Goal:
Carry the passage about the recovering Meyer lemon forward, beginning after its final sentence.

Document passage:
================
On these coldest days - the coldest I can remember in my life in New York, and it's been more than half my life - I sometimes stay in the bedroom to work. It's where the sun and the citrus trees are. The Meyer lemon is in bloom.  


A new shoot. The word. Shoot. New growth and life, take a picture, and the intent to kill with a thing that is made only for killing.

Shoot. Like, darn, bother, dammit. Oh, shoot. 

In my eternal endeavour not to overwater my citrus trees I managed to underwater the Meyer lemon. I only discovered how badly it had been stressed when I pulled the rootball from its pot (in the bedroom, on the floor) about three weeks ago to try and figure out what was wrong. A mass of dead, dry roots about one third of the way down, but the rest healthy. It's a tricky balancing act. I removed the dead roots, added fresh soil mix (a blend of cactus soil and bark chips) and gave it a very good drink, sucking the excess out of the saucer with the usual turkey baster so that there wasn't a flood.

Its leaves have recovered, and are a good, rich green. There's that new shoot and there are hundreds of blossoms. So the bedroom smells wonderful.
================
Dataset content:

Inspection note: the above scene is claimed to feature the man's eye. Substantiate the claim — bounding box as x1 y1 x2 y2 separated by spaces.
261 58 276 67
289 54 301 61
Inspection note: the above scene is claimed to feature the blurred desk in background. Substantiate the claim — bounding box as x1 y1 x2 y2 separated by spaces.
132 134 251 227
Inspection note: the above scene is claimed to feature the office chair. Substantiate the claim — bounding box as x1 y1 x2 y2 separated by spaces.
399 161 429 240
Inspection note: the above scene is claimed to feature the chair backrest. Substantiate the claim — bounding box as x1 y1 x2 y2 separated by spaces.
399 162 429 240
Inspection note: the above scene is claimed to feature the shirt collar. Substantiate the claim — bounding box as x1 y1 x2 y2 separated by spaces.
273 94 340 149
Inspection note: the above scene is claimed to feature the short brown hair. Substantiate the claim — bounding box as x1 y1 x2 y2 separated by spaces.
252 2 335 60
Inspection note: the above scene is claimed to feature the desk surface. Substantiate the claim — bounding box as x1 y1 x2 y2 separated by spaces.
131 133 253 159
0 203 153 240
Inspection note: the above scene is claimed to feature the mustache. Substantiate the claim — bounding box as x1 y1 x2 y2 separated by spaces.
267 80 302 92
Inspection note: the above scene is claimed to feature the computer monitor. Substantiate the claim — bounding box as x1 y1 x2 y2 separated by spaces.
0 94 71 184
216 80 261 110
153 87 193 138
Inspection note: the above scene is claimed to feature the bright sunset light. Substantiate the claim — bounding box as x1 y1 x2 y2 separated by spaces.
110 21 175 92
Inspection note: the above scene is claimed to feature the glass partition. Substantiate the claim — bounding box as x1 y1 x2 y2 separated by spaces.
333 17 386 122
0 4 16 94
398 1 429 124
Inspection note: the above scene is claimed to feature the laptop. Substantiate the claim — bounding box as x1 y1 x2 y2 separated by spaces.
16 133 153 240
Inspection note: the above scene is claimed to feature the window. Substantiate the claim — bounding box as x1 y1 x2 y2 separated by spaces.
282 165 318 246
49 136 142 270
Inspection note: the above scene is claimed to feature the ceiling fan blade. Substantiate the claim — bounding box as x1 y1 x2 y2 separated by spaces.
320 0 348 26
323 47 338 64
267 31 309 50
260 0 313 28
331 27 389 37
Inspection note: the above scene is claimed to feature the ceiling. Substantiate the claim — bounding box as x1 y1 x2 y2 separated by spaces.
================
Response:
The little bergamot tree has been flowering continuously for about six weeks. It won't won't stop. It has big blossoms. 


The tree is too small to support all the fruit as it has set, so if they don't abort naturally (which they often do, dropping while green), I'll have to grit my teeth and cut some off. When ripe the skin of the bergamots smell like Penhaligon's Blenheim Bouquet, a cologne. My father wore it. It's very disconcerting.


I've left many of the calamondin fruit on the tree, because they are pretty, and these are the fattest. But I should collect them soon and make something. Perhaps just salt them again, because I've used up last year's crop.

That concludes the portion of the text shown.